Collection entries
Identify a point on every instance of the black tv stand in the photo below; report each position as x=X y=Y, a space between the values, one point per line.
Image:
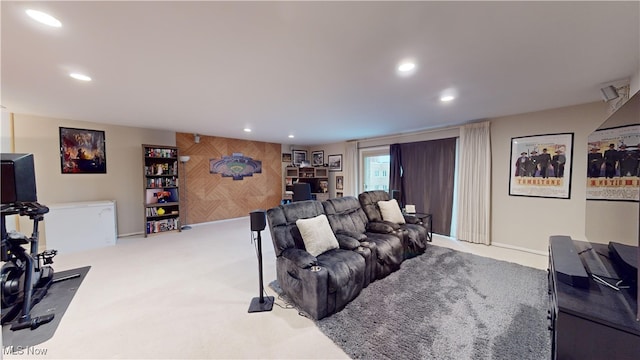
x=595 y=321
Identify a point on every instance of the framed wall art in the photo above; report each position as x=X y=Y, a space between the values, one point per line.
x=613 y=171
x=335 y=162
x=317 y=158
x=82 y=151
x=541 y=166
x=299 y=156
x=339 y=182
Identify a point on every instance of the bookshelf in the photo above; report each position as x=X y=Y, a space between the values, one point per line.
x=160 y=184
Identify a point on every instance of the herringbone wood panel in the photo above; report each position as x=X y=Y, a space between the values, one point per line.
x=213 y=197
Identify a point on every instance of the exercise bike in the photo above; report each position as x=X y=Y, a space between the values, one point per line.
x=24 y=278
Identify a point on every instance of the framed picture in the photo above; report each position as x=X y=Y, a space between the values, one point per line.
x=339 y=182
x=317 y=158
x=82 y=151
x=335 y=162
x=299 y=156
x=541 y=166
x=612 y=164
x=324 y=186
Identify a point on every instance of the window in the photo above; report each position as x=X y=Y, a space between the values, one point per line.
x=375 y=169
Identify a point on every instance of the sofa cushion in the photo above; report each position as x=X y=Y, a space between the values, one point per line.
x=317 y=235
x=390 y=211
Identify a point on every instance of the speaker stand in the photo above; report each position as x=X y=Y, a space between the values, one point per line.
x=261 y=303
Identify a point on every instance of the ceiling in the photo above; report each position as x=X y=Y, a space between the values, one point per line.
x=322 y=71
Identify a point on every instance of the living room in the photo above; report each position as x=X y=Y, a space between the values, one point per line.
x=226 y=211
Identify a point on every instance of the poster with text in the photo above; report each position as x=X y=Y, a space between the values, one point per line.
x=613 y=165
x=541 y=166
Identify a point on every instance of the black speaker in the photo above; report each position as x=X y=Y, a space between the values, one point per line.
x=18 y=178
x=258 y=220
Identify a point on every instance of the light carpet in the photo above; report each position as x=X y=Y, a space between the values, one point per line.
x=447 y=304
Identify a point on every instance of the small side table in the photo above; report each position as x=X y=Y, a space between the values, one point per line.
x=426 y=219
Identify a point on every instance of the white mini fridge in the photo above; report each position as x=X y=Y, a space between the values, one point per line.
x=78 y=226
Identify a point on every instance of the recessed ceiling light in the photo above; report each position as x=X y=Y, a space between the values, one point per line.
x=406 y=67
x=43 y=18
x=81 y=77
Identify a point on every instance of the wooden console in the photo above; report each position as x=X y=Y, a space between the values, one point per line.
x=594 y=321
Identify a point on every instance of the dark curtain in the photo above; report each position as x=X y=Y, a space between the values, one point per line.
x=427 y=179
x=395 y=170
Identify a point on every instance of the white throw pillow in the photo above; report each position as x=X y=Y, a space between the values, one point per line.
x=391 y=211
x=317 y=235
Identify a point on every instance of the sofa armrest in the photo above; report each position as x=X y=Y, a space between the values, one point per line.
x=301 y=258
x=410 y=219
x=351 y=234
x=383 y=227
x=347 y=242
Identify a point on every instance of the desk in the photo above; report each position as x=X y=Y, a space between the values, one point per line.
x=427 y=220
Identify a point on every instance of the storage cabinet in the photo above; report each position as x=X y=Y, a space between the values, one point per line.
x=161 y=195
x=592 y=322
x=317 y=177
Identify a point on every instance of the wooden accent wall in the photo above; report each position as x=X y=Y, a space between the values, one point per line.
x=213 y=197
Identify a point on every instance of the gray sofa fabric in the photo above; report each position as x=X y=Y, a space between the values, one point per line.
x=347 y=218
x=341 y=272
x=415 y=232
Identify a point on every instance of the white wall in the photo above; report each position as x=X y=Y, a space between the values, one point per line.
x=334 y=149
x=527 y=222
x=122 y=182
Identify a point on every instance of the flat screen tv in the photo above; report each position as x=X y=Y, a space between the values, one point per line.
x=18 y=178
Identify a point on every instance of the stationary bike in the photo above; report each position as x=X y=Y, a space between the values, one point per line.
x=24 y=280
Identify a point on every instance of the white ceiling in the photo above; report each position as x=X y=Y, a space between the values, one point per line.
x=323 y=71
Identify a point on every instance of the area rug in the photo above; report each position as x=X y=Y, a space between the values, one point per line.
x=447 y=304
x=56 y=300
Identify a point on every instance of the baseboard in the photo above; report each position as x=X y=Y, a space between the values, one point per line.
x=519 y=248
x=131 y=234
x=218 y=221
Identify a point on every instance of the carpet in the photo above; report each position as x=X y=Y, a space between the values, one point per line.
x=447 y=304
x=56 y=300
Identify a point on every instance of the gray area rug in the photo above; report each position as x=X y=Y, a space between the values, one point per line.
x=447 y=304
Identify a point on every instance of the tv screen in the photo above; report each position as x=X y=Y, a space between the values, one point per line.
x=18 y=178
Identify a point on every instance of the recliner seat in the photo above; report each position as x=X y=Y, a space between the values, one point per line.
x=318 y=285
x=416 y=233
x=347 y=218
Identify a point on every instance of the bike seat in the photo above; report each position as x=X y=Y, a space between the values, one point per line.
x=15 y=236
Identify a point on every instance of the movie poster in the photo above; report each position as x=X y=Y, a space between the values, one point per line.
x=541 y=166
x=613 y=171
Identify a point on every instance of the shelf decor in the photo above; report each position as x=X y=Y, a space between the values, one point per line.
x=82 y=151
x=236 y=166
x=160 y=181
x=541 y=166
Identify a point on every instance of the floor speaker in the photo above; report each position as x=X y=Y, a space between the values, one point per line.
x=258 y=220
x=260 y=303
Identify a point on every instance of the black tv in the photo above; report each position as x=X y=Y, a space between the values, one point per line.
x=18 y=178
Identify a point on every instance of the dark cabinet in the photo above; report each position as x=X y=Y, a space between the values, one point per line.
x=593 y=321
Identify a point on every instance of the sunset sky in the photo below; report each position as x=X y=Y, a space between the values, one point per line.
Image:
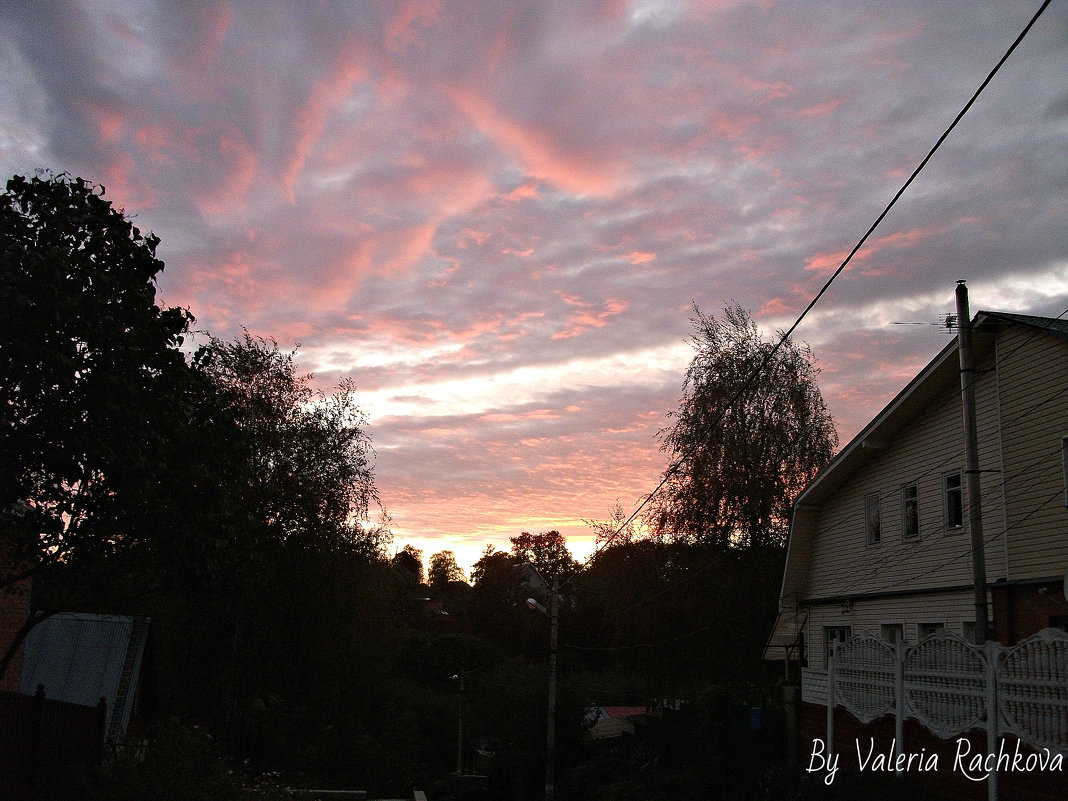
x=496 y=216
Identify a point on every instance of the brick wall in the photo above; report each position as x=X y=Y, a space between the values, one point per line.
x=1020 y=611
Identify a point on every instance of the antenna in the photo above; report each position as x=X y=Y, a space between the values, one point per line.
x=945 y=322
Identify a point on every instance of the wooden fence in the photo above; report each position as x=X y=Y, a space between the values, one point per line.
x=45 y=744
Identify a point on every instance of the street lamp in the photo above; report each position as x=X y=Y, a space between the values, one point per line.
x=553 y=614
x=459 y=731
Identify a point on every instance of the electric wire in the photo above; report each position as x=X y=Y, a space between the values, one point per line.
x=669 y=472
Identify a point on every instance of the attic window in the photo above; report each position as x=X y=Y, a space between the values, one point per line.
x=910 y=512
x=953 y=499
x=872 y=524
x=1064 y=464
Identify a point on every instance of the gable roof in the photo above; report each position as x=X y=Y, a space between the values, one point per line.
x=82 y=658
x=940 y=373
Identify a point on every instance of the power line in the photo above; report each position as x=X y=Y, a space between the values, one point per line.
x=827 y=285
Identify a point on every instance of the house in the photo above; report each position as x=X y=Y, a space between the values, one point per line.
x=880 y=539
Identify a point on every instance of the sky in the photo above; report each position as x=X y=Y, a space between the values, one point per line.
x=496 y=217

## TASK INSTRUCTIONS:
Reproduce the lines above verbatim, beginning at the line that contains "Identify a point on every instance of the exercise" and ending with the line that contains "x=375 y=169", both included.

## OUTPUT OF THE TASK:
Identify a point on every instance of the exercise bike in the photo above; report each position as x=X y=Y, a space between the values, one point per line.
x=24 y=278
Identify a point on every instance of the framed picture in the photo above; report each position as x=X y=Y, a space between the values, one point per line.
x=339 y=182
x=317 y=158
x=82 y=151
x=335 y=162
x=299 y=156
x=541 y=166
x=612 y=164
x=324 y=186
Identify a point on every instance of the window in the photo above; report each position as x=X y=Y, a space between the values, one point per line.
x=375 y=169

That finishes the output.